====== DATA FOR THIS TASK ======

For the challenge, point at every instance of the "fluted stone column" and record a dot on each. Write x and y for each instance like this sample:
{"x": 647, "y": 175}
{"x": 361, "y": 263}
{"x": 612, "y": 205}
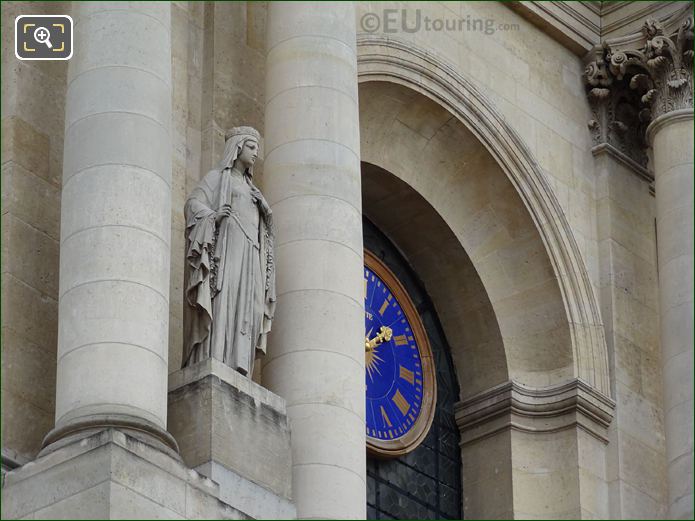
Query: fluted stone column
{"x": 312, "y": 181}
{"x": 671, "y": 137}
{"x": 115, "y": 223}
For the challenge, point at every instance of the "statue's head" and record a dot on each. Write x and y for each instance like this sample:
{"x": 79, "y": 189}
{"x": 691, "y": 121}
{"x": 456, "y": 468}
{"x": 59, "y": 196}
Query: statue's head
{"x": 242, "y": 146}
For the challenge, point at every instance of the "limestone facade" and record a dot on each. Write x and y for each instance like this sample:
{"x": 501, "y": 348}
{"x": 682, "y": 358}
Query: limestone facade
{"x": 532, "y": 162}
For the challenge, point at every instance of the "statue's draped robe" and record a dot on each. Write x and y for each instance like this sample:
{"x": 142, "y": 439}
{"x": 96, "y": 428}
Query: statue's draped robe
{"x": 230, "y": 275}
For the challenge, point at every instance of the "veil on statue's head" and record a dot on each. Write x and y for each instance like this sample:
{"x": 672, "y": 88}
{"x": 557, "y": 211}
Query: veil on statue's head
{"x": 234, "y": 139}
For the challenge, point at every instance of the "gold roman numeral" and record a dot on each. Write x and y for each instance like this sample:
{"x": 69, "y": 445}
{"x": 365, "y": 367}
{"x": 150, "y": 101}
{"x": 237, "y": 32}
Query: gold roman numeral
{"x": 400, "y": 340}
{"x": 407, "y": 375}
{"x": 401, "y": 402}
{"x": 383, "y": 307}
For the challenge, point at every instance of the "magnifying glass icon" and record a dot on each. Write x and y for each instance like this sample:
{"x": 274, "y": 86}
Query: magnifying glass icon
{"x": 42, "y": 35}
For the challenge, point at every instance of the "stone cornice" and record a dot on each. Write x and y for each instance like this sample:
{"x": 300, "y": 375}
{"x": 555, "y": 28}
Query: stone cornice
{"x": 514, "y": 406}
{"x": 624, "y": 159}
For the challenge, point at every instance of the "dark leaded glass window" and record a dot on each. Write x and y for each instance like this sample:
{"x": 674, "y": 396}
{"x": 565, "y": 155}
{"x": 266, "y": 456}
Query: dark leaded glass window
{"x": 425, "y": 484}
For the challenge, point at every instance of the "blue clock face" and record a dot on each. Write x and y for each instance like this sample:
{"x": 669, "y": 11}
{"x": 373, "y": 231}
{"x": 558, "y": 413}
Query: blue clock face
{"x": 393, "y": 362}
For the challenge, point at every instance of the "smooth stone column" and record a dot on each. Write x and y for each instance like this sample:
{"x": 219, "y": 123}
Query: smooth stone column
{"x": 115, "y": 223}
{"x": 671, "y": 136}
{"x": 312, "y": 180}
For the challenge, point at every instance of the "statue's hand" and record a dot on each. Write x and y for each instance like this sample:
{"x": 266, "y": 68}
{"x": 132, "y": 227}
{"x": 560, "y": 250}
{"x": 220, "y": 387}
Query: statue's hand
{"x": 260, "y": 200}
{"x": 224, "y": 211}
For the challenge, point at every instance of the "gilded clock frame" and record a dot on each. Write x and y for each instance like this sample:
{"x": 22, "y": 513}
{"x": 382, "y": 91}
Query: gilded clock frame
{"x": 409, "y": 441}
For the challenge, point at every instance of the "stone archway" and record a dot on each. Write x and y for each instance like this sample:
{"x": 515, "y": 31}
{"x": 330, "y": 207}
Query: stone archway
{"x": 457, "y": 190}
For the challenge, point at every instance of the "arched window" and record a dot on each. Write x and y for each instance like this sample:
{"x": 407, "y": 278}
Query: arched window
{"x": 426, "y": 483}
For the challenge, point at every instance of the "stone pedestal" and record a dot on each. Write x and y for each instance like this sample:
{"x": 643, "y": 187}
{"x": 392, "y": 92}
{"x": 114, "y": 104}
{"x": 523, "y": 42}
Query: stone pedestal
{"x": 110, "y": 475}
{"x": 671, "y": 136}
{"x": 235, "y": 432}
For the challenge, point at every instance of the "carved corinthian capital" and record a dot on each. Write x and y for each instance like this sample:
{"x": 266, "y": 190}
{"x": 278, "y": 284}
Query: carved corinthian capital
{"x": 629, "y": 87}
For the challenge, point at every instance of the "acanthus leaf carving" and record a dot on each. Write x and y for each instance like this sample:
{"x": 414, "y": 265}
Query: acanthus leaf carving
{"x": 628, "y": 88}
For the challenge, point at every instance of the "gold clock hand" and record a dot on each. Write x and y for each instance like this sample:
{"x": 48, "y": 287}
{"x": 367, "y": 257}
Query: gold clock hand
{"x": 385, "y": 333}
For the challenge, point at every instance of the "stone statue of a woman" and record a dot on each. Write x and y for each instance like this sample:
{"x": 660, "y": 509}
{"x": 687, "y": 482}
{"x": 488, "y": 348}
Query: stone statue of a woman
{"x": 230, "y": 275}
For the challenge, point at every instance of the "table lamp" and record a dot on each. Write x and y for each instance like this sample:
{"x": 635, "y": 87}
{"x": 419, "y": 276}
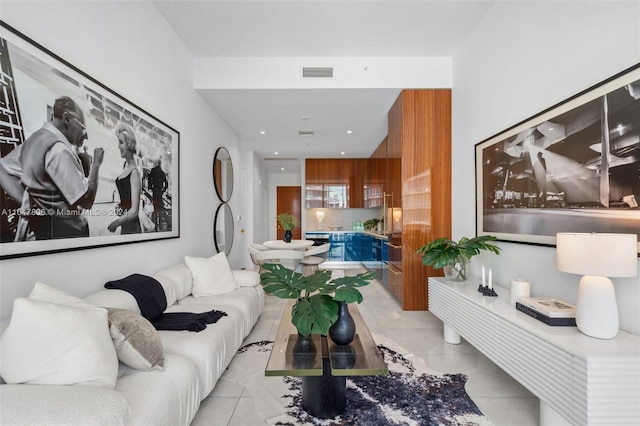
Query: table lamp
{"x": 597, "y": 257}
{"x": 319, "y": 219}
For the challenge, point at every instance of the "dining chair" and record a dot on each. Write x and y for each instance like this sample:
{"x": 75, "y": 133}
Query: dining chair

======

**REQUIREMENT**
Pictures stay out; everything else in the records gets copied exactly.

**ANSWER BELOW**
For the challenge, point at every instance of the "fluted stone column" and record a dot on each. Write x and y for each instance like this sample:
{"x": 647, "y": 175}
{"x": 361, "y": 263}
{"x": 612, "y": 205}
Query: fluted stone column
{"x": 312, "y": 181}
{"x": 671, "y": 137}
{"x": 115, "y": 223}
For the challenge, point at every instance of the "statue's head" and record a dot on each. Write x and y for each instance like this sample:
{"x": 79, "y": 189}
{"x": 691, "y": 121}
{"x": 456, "y": 468}
{"x": 59, "y": 196}
Query: statue's head
{"x": 242, "y": 146}
For the challenge, point at every instance of the "limestone facade" and record a dot on each. Write x and y for each instance like this sample:
{"x": 501, "y": 348}
{"x": 682, "y": 358}
Query: limestone facade
{"x": 532, "y": 162}
For the challenge, point at every instance of the "statue's draped robe" and record a dot on each. Write x and y for each instance like this sample:
{"x": 142, "y": 439}
{"x": 96, "y": 428}
Query: statue's draped robe
{"x": 230, "y": 275}
For the challenge, point at every instance of the "veil on statue's head" and record a dot on each. Write x and y for each instance like this sample:
{"x": 672, "y": 88}
{"x": 557, "y": 211}
Query: veil on statue's head
{"x": 234, "y": 139}
For the challenge, point at every instance of the "gold roman numeral" and record a dot on each. Write x and y for each instance like this sample:
{"x": 69, "y": 445}
{"x": 365, "y": 367}
{"x": 150, "y": 101}
{"x": 237, "y": 32}
Query: gold roman numeral
{"x": 400, "y": 340}
{"x": 407, "y": 375}
{"x": 401, "y": 402}
{"x": 383, "y": 307}
For the challenge, point at every instance of the "magnifying glass icon" and record a dot on each. Write x and y for each instance like this sample:
{"x": 274, "y": 86}
Query: magnifying glass icon
{"x": 42, "y": 35}
For the challenge, point at every instance of the "stone cornice" and record a dot on each. Write x and y for each instance like this sample:
{"x": 300, "y": 375}
{"x": 555, "y": 28}
Query: stone cornice
{"x": 514, "y": 406}
{"x": 624, "y": 159}
For the challenge, point at every instance of the "dark leaded glass window" and record a dot on each. Write x and y for each instance like this sample:
{"x": 674, "y": 396}
{"x": 565, "y": 155}
{"x": 266, "y": 456}
Query: dark leaded glass window
{"x": 425, "y": 484}
For the challenge, point at every instance of the "blue clock face" and record a dot on each. Write x and y for each instance like this sample:
{"x": 669, "y": 11}
{"x": 373, "y": 231}
{"x": 558, "y": 413}
Query: blue clock face
{"x": 393, "y": 362}
For the challenge, point at every instance of the "smooth stone column" and record a dot on each. Write x and y for each instance like this sample:
{"x": 219, "y": 123}
Query: smooth stone column
{"x": 115, "y": 223}
{"x": 671, "y": 136}
{"x": 312, "y": 180}
For the challenge, point at every instance of the "statue's hand" and record a dot on each. Write x and y for each instance like this sample:
{"x": 266, "y": 68}
{"x": 132, "y": 227}
{"x": 560, "y": 250}
{"x": 220, "y": 387}
Query: statue's hand
{"x": 260, "y": 200}
{"x": 224, "y": 211}
For the challenge, point at every instance of the "gilded clock frame" and record a dot on each. Write x and y for each instance like this sample:
{"x": 22, "y": 513}
{"x": 382, "y": 91}
Query: gilded clock frame
{"x": 409, "y": 441}
For the challenge, point at every instance of the "stone archway" and record a dot on each. Write x and y for each instance like this sample:
{"x": 515, "y": 31}
{"x": 330, "y": 207}
Query: stone archway
{"x": 457, "y": 190}
For the challenge, point at every instance of the "arched window" and record a dot on each. Write x and y for each instance like this sample:
{"x": 407, "y": 278}
Query: arched window
{"x": 426, "y": 483}
For the challenge, point at every instance of the "stone pedestal" and record a dot on each. Write x and y for each instance like this sample:
{"x": 643, "y": 187}
{"x": 392, "y": 92}
{"x": 114, "y": 104}
{"x": 523, "y": 42}
Query: stone pedestal
{"x": 110, "y": 475}
{"x": 671, "y": 136}
{"x": 235, "y": 432}
For the challenge, point at every instance of the "carved corinthian capital" and record a dot on each. Write x and y for each instance like this sample:
{"x": 266, "y": 190}
{"x": 278, "y": 284}
Query: carved corinthian capital
{"x": 629, "y": 87}
For the challenge, point at every instance of the "acanthus leaf carving" and record a dot on each. Write x and y for each instance like this sample:
{"x": 414, "y": 265}
Query: acanthus leaf carving
{"x": 628, "y": 88}
For the challenge, point at every instance of the "gold clock hand" and record a dot on each. Write x and y for each instance like this sample:
{"x": 48, "y": 287}
{"x": 367, "y": 257}
Query: gold clock hand
{"x": 385, "y": 333}
For the challenge, point at every instance of the "stone statue of a woman" and record a dot on each. Write x and y for each instance like this sample:
{"x": 660, "y": 509}
{"x": 687, "y": 482}
{"x": 488, "y": 348}
Query: stone statue of a woman
{"x": 230, "y": 275}
For the challenge, point at every instance of the "table lamp" and record a dot on each. Write x and y for each instance like this sample:
{"x": 635, "y": 87}
{"x": 419, "y": 276}
Query: table lamp
{"x": 597, "y": 257}
{"x": 319, "y": 219}
For the challenge, point at every instance of the "dining chair" and record a dot on each. Write x and y for each instance like this sample:
{"x": 75, "y": 133}
Query: dining chair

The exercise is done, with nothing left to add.